-- START THE INPUT --

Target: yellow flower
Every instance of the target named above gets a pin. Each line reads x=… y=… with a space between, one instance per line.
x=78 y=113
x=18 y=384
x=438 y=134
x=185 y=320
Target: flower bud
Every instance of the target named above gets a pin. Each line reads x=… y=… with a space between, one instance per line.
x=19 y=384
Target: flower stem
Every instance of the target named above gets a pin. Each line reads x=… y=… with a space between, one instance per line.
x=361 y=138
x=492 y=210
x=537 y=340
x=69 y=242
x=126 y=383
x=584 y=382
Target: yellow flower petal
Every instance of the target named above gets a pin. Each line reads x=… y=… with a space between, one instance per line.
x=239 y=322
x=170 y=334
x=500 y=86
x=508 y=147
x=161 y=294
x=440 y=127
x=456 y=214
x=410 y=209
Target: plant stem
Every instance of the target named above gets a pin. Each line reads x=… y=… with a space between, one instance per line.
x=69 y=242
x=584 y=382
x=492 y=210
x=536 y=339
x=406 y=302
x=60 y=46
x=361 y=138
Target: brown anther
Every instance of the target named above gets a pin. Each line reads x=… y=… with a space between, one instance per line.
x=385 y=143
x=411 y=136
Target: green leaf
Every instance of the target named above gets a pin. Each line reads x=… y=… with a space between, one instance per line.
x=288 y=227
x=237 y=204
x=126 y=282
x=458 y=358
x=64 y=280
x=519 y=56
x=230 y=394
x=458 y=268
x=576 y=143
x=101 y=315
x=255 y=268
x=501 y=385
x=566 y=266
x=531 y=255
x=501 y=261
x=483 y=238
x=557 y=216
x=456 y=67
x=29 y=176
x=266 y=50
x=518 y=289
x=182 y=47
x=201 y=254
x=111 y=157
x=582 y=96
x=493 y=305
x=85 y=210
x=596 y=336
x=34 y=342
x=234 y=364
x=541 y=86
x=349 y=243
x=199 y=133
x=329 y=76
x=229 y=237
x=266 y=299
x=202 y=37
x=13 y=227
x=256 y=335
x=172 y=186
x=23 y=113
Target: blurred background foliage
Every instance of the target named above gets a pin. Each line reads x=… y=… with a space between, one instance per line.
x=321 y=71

-- END THE INPUT --

§ TASK GOAL
Please copy every one of the records above, line for line, with no changes.

§ SOLVED PROBLEM
Target: yellow flower
Every instance of the target named above gets a pin. Each line reads x=… y=… with a space between, one instance per line.
x=78 y=113
x=18 y=384
x=438 y=134
x=185 y=320
Target: flower bud
Every instance of the target named above gets a pin. Each line reads x=… y=… with a space between, one instance per line.
x=19 y=384
Target: flower stem
Every instance of the target named above gets a pin. Each line reads x=… y=… with a space between, one instance per line.
x=361 y=138
x=492 y=210
x=537 y=340
x=69 y=242
x=126 y=383
x=584 y=382
Target: yellow flower petal
Every instance of the target named above gets a pin. Each line reads x=… y=… with a space between, one instance per line.
x=239 y=322
x=170 y=334
x=500 y=86
x=508 y=147
x=161 y=294
x=440 y=127
x=456 y=214
x=410 y=209
Target: plant stem
Every instance of the target named above gets a pin. Each line reads x=… y=… with a space between, one instance per line.
x=69 y=242
x=584 y=382
x=492 y=210
x=536 y=339
x=406 y=302
x=60 y=46
x=361 y=138
Target: brown anther
Every instance of the target named above gets a pin. Each line reads x=… y=… with a space between, one instance per line.
x=385 y=143
x=411 y=136
Target: green leaf
Every instance of the target named above gets a pin. Each line reads x=… y=… with a space between, one instance per line.
x=288 y=227
x=237 y=204
x=126 y=282
x=458 y=358
x=64 y=280
x=519 y=56
x=230 y=394
x=458 y=268
x=576 y=143
x=101 y=315
x=255 y=268
x=501 y=385
x=566 y=266
x=531 y=255
x=501 y=261
x=483 y=238
x=557 y=216
x=456 y=67
x=29 y=176
x=266 y=50
x=518 y=289
x=182 y=47
x=201 y=254
x=111 y=157
x=582 y=96
x=493 y=305
x=85 y=210
x=596 y=336
x=34 y=342
x=234 y=364
x=541 y=86
x=349 y=243
x=199 y=133
x=329 y=76
x=229 y=237
x=266 y=299
x=202 y=37
x=13 y=227
x=256 y=335
x=172 y=186
x=23 y=113
Target: blurred background foliage
Every instance of the target named above gets a pin. Each line reads x=… y=… with a space between, one instance per line.
x=321 y=71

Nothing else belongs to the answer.